Conjunto de exercícios ▸
a) De acordo com o texto sobre o filme Cinzas do Passado, em que local foram realizadas as filmagens?
b) Escreva a continuação do texto sobre o filme Cinzas do Passado, começando após a última frase apresentada.

Bloco de texto ▸
Esse universo próprio do diretor não para de crescer e se realimentar: com o trabalho seguinte, Cinzas do Passado, Kar-wai levou sua investigação peculiar da solidão ao mundo do wuxia, com suas batalhas espetaculares de kung-fu, e o resultado é o filme mais surpreendente – e desorientador – da sua carreira.

Centrado na figura de Ouyang Fen (Leslie Cheung), um exímio espadachim e “resolvedor de problemas” numa época remota da China, a trama apresenta os diversos tipos que atravessam a vida do guerreiro, ao mesmo tempo em que desvela a complicada relação deste com a cunhada (Maggie Cheung), o grande amor de sua vida. Focado muito menos nas batalhas do que no tumulto íntimo dos protagonistas, Cinzas é, sem dúvida, um dos wuxias mais estranhos e peculiares da história, mas tem bastante valor: nunca o delírio visual do diretor foi tão longe – nas filmagens longuíssimas, realizadas no deserto de Gobi, na Mongólia (para se ter ideia, Amores Expressos foi todo filmado e lançado enquanto a produção de Cinzas se arrastava), Kar-wai acumulou um conjunto riquíssimo de imagens saturadas, contrastantes, do deserto de um laranja abrasador ao céu azul quase lazúli –, além de momentos profundamente poéticos, como o monólogo de Maggie Cheung perto do final. Ainda assim, a mistura confusa de gêneros e temáticas, além da trama elíptica, não-linear, completaram a receita anticomercial da obra, outro duro golpe para o diretor, depois de tanto tempo e esforço investidos na produção.

Trecho de origem ▸
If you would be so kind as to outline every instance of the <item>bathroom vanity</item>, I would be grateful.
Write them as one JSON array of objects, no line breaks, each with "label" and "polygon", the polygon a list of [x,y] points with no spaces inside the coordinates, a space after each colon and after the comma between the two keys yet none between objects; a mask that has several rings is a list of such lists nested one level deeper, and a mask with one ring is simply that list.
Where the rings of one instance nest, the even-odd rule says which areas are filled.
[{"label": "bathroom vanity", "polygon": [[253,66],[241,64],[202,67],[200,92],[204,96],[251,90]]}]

Respostas pela ordem ▸
a) No deserto de Gobi, na Mongólia.

b)
Completa o período de amadurecimento de Wong uma espécie de continuação de Amores Expressos: Anjos Caídos (1995), obra que, visual e conteudisticamente, reedita as virtudes daquele grande filme. Apesar do resultado cativante, a falta de ambição da obra apenas ratifica o talento superior do mestre, capaz de emprestar vigor até a roteiros relativamente fracos.

“Grande mestre”: o reconhecimento internacional (1997-2013)

A carreira de Kar-wai se consolida de vez com Felizes Juntos (1997). A investigação sensível e melancólica da relação de um casal gay expatriado na Argentina fornece a base para o cineasta alçar novos voos de criatividade: da fotografia altamente rebuscada de Christopher Doyle à música inspiradíssima, que agrega, entre outros, o nosso Caetano Veloso, o mestre do tango Astor Piazzolla e o roqueiro americano Frank Zappa, o filme é mais um show de inspiração e ousadia do mestre hongkonguiano, além de abrir terreno para o reconhecimento internacional, ao lhe render o prêmio de melhor diretor em Cannes.

A esta altura, o maduro e experimentado prodígio do cinema chinês tem a confiança necessária para empreender o projeto de uma vida: o magnífico Amor à Flor da Pele, lançado em 2000. Resultado de longuíssimas filmagens, onde diretor e atores abandonaram completamente o roteiro original para perseguir a verdade profunda dos personagens, a obra amplia a temática soturna de Dias Selvagens, criando um ensaio devastador sobre uma paixão mitigada pelas convenções. Chow Mo-wan (Tony Leung) e Su Li-zhen (Maggie Cheung) são vizinhos de prédio que descobrem que os respectivos cônjuges estão tendo um caso. Decididos a investigar como a relação começou, ambos acabam se apaixonando de forma profunda, irremediável – e impossível, diante tanto das normas sociais da Hong Kong dos anos 1960 quanto da vontade de não repetir as vilezas dos parceiros.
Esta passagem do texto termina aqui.